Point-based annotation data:
++++
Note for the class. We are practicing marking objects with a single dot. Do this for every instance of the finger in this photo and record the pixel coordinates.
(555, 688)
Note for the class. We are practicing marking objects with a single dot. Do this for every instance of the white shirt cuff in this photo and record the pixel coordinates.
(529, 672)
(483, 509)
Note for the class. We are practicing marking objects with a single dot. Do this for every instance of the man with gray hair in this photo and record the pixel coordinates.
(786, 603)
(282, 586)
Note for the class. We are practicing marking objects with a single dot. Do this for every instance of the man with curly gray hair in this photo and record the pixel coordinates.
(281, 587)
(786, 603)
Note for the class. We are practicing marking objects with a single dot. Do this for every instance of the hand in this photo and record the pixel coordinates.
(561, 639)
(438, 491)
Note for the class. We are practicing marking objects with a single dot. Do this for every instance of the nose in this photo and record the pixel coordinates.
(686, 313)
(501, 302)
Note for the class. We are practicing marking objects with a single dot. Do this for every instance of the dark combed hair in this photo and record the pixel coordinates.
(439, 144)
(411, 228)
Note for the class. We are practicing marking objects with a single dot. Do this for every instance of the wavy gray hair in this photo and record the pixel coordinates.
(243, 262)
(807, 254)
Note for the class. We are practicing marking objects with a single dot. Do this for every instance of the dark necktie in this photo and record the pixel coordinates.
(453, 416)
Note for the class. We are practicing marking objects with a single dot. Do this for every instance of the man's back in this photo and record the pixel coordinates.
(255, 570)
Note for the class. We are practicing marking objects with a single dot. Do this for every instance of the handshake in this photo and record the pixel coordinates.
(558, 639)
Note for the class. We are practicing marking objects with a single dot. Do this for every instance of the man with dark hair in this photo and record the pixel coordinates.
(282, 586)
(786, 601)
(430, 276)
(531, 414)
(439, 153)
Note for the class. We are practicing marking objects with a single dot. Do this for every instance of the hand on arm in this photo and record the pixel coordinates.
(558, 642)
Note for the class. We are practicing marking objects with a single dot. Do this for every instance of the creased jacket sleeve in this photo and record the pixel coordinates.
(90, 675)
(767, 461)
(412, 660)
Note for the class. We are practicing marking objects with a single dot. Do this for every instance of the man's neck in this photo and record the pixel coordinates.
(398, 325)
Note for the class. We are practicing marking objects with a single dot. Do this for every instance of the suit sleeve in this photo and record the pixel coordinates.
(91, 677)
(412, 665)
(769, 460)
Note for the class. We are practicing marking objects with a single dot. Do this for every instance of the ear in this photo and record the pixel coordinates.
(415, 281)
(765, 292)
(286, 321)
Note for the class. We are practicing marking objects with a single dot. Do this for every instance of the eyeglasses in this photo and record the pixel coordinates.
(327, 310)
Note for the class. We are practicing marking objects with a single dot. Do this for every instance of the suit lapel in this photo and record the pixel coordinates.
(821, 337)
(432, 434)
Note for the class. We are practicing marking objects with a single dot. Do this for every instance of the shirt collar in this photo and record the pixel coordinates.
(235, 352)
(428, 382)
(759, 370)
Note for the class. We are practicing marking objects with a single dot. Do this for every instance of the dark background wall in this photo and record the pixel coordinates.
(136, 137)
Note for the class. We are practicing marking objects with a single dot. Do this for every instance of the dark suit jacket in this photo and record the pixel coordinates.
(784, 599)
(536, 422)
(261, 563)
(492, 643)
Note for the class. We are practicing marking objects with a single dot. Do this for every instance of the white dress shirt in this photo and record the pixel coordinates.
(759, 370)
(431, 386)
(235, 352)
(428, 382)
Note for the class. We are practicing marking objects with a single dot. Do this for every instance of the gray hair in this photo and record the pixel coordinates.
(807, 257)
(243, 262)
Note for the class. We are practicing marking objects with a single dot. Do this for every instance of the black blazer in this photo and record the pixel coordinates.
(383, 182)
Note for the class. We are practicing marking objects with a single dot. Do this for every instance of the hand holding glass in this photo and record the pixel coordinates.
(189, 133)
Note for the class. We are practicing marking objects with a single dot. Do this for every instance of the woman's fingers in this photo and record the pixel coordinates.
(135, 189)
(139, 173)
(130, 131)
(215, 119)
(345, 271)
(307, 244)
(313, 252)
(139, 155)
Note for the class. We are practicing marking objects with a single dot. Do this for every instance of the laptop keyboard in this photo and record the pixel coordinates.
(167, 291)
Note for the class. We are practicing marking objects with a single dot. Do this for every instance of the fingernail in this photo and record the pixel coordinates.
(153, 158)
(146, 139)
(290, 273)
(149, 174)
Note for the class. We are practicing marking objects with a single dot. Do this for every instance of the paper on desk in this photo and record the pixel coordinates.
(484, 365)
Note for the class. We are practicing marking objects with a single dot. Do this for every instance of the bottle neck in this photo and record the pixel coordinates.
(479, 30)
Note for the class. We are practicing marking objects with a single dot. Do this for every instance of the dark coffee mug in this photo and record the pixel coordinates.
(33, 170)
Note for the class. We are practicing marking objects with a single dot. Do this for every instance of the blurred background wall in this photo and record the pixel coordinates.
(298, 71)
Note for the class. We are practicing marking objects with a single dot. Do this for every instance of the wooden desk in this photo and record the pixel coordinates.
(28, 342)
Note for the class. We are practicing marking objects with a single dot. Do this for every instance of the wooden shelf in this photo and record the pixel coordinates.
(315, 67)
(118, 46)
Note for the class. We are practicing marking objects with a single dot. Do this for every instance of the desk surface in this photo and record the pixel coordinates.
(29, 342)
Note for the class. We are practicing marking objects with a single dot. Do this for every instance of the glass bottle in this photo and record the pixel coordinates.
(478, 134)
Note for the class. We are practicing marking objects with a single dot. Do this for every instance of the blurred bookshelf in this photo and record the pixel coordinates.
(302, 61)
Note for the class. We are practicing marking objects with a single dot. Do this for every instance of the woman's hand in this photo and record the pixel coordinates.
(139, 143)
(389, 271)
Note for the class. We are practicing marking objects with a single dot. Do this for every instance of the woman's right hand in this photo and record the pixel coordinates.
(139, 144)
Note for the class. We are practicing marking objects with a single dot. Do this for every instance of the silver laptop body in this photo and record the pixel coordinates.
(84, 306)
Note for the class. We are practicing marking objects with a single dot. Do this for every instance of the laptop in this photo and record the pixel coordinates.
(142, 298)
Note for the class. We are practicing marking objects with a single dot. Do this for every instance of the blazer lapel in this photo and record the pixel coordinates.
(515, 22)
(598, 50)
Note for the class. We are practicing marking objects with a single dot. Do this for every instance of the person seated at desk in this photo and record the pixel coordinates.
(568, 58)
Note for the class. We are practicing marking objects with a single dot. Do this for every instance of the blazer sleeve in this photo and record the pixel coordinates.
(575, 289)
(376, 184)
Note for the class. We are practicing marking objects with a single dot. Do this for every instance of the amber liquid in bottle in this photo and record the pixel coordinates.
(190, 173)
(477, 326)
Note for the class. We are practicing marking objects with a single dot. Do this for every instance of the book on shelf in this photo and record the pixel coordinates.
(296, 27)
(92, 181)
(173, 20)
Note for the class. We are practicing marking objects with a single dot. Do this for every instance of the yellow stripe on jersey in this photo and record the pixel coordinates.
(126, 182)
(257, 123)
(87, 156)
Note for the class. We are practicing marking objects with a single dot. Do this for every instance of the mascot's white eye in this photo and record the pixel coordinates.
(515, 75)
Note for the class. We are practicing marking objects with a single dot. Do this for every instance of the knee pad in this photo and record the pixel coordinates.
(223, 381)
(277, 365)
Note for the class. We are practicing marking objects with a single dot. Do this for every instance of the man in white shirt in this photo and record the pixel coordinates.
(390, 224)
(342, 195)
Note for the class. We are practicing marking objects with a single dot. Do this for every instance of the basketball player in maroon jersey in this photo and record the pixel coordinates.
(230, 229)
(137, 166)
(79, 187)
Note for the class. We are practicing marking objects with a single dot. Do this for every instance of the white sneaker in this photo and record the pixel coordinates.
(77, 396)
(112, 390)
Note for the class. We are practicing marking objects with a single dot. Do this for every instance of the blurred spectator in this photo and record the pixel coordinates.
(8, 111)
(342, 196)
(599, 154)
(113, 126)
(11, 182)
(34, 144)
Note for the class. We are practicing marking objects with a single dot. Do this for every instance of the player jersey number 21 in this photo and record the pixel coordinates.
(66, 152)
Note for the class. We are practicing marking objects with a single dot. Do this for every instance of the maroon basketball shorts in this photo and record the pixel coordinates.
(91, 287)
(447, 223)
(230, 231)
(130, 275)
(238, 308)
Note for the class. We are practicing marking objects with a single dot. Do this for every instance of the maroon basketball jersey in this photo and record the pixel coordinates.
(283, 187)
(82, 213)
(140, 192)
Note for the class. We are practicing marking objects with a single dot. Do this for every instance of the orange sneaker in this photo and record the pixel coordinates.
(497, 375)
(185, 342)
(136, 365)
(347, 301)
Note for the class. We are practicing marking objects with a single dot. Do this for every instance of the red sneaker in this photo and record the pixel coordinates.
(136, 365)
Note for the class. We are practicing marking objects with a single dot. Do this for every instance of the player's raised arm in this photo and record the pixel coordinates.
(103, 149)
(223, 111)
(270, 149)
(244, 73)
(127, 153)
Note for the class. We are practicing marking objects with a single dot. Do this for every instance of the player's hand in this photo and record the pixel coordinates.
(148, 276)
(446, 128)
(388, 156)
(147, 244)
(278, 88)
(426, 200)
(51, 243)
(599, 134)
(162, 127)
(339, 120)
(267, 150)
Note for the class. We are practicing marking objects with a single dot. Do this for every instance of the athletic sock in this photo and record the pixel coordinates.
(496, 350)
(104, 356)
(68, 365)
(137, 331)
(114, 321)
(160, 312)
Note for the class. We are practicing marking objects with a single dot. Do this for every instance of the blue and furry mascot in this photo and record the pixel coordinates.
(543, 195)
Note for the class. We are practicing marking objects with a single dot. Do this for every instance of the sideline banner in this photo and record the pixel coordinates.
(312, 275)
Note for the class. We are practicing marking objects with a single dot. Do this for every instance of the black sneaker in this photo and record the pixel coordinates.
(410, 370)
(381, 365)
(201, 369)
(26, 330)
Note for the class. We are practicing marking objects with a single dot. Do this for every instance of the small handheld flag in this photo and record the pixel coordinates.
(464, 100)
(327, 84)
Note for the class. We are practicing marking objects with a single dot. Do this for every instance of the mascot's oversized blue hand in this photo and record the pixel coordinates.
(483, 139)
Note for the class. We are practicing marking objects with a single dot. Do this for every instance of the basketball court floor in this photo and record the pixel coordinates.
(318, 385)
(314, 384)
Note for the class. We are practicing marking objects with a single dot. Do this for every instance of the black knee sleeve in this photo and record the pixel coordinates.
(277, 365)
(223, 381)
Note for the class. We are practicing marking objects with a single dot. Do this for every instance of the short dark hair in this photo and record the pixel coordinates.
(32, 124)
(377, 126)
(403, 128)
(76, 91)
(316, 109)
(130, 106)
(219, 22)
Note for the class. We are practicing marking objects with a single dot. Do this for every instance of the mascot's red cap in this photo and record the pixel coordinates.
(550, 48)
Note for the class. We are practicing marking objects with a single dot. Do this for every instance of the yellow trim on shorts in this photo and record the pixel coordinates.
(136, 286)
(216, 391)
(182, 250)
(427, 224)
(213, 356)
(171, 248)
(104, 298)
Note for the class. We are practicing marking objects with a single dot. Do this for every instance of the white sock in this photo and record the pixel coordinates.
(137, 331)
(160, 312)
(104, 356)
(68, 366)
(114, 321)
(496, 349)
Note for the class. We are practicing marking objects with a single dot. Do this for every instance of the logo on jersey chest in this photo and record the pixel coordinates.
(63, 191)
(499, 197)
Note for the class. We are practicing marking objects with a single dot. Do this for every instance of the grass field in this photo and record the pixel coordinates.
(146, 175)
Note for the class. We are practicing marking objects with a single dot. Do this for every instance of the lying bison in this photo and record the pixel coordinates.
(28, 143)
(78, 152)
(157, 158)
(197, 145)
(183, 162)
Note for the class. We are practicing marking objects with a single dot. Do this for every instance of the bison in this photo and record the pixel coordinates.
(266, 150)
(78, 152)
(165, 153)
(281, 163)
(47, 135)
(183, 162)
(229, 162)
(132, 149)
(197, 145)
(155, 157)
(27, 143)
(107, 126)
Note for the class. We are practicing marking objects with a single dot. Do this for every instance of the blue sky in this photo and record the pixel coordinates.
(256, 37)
++++
■ **Written request**
Could you give again exactly the lines from the line containing "of the grass" through the final line of the data above, and no others?

■ **Full response**
Note for the class. We are practicing marking objects with a single dot. Do this for every instance of the grass field in this photo and record the pixel coordinates.
(146, 175)
Note for the class. We are practicing marking objects with a single dot. Do this for every instance of the lying bison in this photo and record the pixel coordinates.
(28, 143)
(78, 152)
(157, 158)
(197, 145)
(183, 162)
Note for the class. We are practicing marking objects with a single dot. Do this for every instance of the bison in this photo and record the pixel coordinates.
(266, 150)
(78, 152)
(165, 153)
(281, 163)
(47, 135)
(183, 162)
(229, 162)
(132, 149)
(197, 145)
(155, 157)
(27, 143)
(107, 126)
Note for the class. We are practicing marking objects with a single dot. Do this for every instance of the blue sky in this photo and record the pixel coordinates.
(256, 37)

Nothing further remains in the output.